§ **Task description**
Copy exactly the lines that run from the one containing "In the picture below, where can the gray" through the end of the entries, both ends included.

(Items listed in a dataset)

┄┄┄┄┄┄┄┄┄┄

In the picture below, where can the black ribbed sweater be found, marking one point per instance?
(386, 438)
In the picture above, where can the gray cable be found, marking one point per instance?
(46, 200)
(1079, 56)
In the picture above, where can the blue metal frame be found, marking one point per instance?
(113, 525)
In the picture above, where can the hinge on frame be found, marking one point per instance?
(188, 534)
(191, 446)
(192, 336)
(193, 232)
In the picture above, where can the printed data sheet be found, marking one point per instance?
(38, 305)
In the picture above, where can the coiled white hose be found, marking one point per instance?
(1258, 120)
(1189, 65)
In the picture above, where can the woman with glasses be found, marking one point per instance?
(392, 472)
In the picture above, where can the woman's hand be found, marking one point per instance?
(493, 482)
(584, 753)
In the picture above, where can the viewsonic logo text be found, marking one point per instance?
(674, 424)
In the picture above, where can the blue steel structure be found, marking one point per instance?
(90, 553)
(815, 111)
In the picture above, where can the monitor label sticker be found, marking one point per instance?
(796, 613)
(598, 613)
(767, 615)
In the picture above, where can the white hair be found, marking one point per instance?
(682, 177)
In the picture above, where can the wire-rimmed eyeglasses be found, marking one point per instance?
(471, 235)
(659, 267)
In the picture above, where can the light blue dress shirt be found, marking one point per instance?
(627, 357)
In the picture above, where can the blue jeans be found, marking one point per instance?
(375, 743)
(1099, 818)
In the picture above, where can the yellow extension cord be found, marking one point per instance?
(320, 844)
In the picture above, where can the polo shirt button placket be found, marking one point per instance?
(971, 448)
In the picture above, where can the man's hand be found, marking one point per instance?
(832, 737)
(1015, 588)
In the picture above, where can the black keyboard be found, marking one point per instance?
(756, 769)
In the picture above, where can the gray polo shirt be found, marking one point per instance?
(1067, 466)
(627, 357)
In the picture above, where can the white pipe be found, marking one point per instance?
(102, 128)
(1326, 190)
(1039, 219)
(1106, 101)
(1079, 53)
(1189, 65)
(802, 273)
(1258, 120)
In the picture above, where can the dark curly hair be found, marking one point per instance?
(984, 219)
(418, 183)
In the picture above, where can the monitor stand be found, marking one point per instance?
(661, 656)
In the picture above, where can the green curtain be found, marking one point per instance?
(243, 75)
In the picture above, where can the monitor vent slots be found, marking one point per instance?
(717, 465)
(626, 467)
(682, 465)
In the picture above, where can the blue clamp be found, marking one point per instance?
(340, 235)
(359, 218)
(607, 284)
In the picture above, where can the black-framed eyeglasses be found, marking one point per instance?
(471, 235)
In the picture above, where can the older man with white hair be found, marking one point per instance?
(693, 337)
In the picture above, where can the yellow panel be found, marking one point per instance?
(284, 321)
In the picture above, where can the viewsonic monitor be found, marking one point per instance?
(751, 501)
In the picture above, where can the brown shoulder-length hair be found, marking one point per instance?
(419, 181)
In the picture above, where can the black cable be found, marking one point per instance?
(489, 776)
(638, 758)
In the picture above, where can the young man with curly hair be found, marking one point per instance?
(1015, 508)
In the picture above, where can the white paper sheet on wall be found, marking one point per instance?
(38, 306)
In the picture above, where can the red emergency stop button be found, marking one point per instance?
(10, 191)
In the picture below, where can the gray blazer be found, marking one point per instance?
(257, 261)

┄┄┄┄┄┄┄┄┄┄

§ **Result of this task**
In the picture below, where can the gray blazer be found, marking one point per instance?
(257, 261)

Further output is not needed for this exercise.